• [TEXTE]
::::::::::

Le choix de la fermeture des termes de champ de phase s’avère donc crucial pour obtenir les bonnes propriétés du fluide
et de l’interface diffuse.
Modélisation de la transition de phase Nous nous intéressons désormais à la dynamique du fluide. Nous choisissons une
fermeture simple des mécanismes dissipatifs. Outre les dissipations classiques de type conductivité de Fourier et viscosité de
Newton, nous considérons une relaxation de Ginzburg-Landau vers la relation d’équilibre de champ de phase. L’écriture des
équations du mouvement retenue permet d’identifier clairement la régularisation champ de phase des termes interfaciaux.
Dans les modèles à interfaces diffuses, la relation cinétique, qui relie la force motrice de la transition au taux de production d’entropie interfaciale, est intrinsèque, contrairement aux modèles discontinus pour lesquels la relation cinétique
s’impose extérieurement. Nous présentons une étude analytique permettant de déterminer celle de notre modèle champ de
phase. Les équations du mouvement sont ainsi résolues pour une onde progressive stationnaire plane non visqueuse, et ce de
manière approchée à l’aide de la méthode des développement asymptotiques raccordés. Nous montrons ainsi que la solution
champ de phase est cohérente avec les relations de saut classiques en vitesse, pression et énergie. Les termes dominants
de la relation cinétique du modèle champ de phase sont associés à la relaxation de Ginzburg Landau, les variations de la
conductivité au sein de l’interface induisent une dissipation secondaire. Nous analysons la relation cinétique obtenue en la
comparant par rapport au modèle classique de la théorie de la croissance normale.

::::::::::

• [CONSIGNE] Citez à l'identique le passage du texte sur le modèle champ de phase, en commençant aux mots « Modélisation de la » et en vous arrêtant après les mots « des termes interfaciaux. ».

(Entrées de données recueillies)
::::::::::

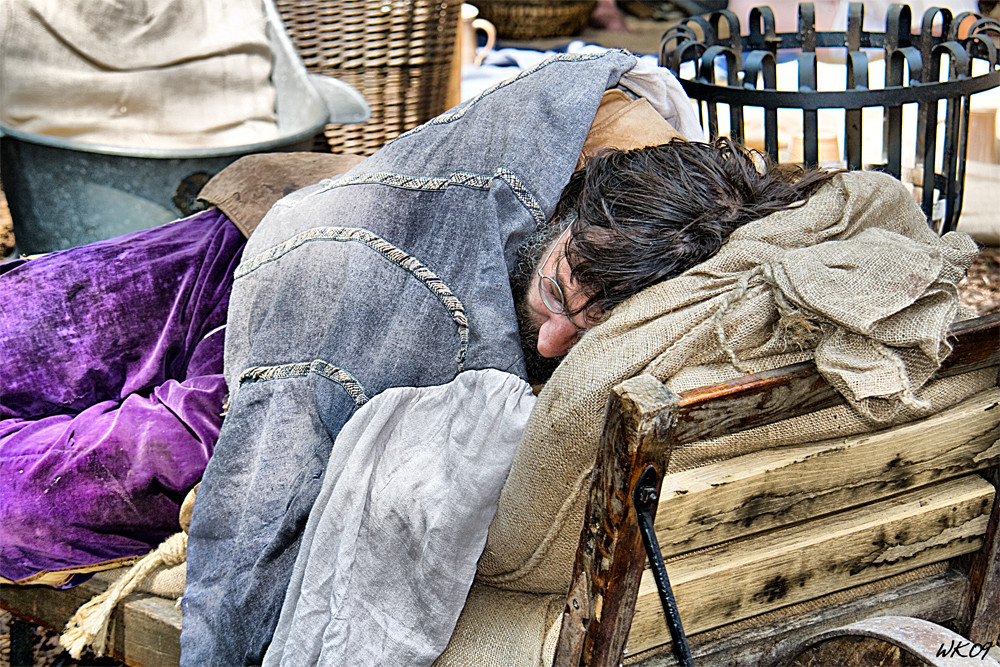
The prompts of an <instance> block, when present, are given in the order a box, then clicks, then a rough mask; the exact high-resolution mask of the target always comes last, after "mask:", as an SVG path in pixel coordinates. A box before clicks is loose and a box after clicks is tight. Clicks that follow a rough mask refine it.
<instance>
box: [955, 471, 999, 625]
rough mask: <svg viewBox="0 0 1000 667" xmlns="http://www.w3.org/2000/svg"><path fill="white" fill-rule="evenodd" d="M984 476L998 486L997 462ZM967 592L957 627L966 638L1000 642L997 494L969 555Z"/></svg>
mask: <svg viewBox="0 0 1000 667" xmlns="http://www.w3.org/2000/svg"><path fill="white" fill-rule="evenodd" d="M989 472H990V475H989V476H988V477H989V478H990V479H991V481H992V482H993V484H994V485H995V486H997V488H998V489H1000V465H994V466H993V468H992V469H991V470H990V471H989ZM968 576H969V583H970V585H969V592H968V595H966V598H965V600H964V601H963V604H962V611H961V614H960V615H959V617H958V629H959V630H960V632H961V634H963V635H964V636H966V637H967V638H969V639H970V640H972V641H974V642H976V643H979V644H985V643H987V642H993V643H994V644H997V643H998V642H1000V494H998V496H997V497H996V498H994V499H993V510H992V512H990V522H989V526H987V528H986V535H985V539H984V543H983V546H982V548H980V549H979V551H977V552H976V553H975V554H973V556H972V557H971V558H970V562H969V567H968Z"/></svg>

::::::::::

• [RÉPONSE]
Modélisation de la transition de phase Nous nous intéressons désormais à la dynamique du fluide. Nous choisissons une
fermeture simple des mécanismes dissipatifs. Outre les dissipations classiques de type conductivité de Fourier et viscosité de
Newton, nous considérons une relaxation de Ginzburg-Landau vers la relation d’équilibre de champ de phase. L’écriture des
équations du mouvement retenue permet d’identifier clairement la régularisation champ de phase des termes interfaciaux.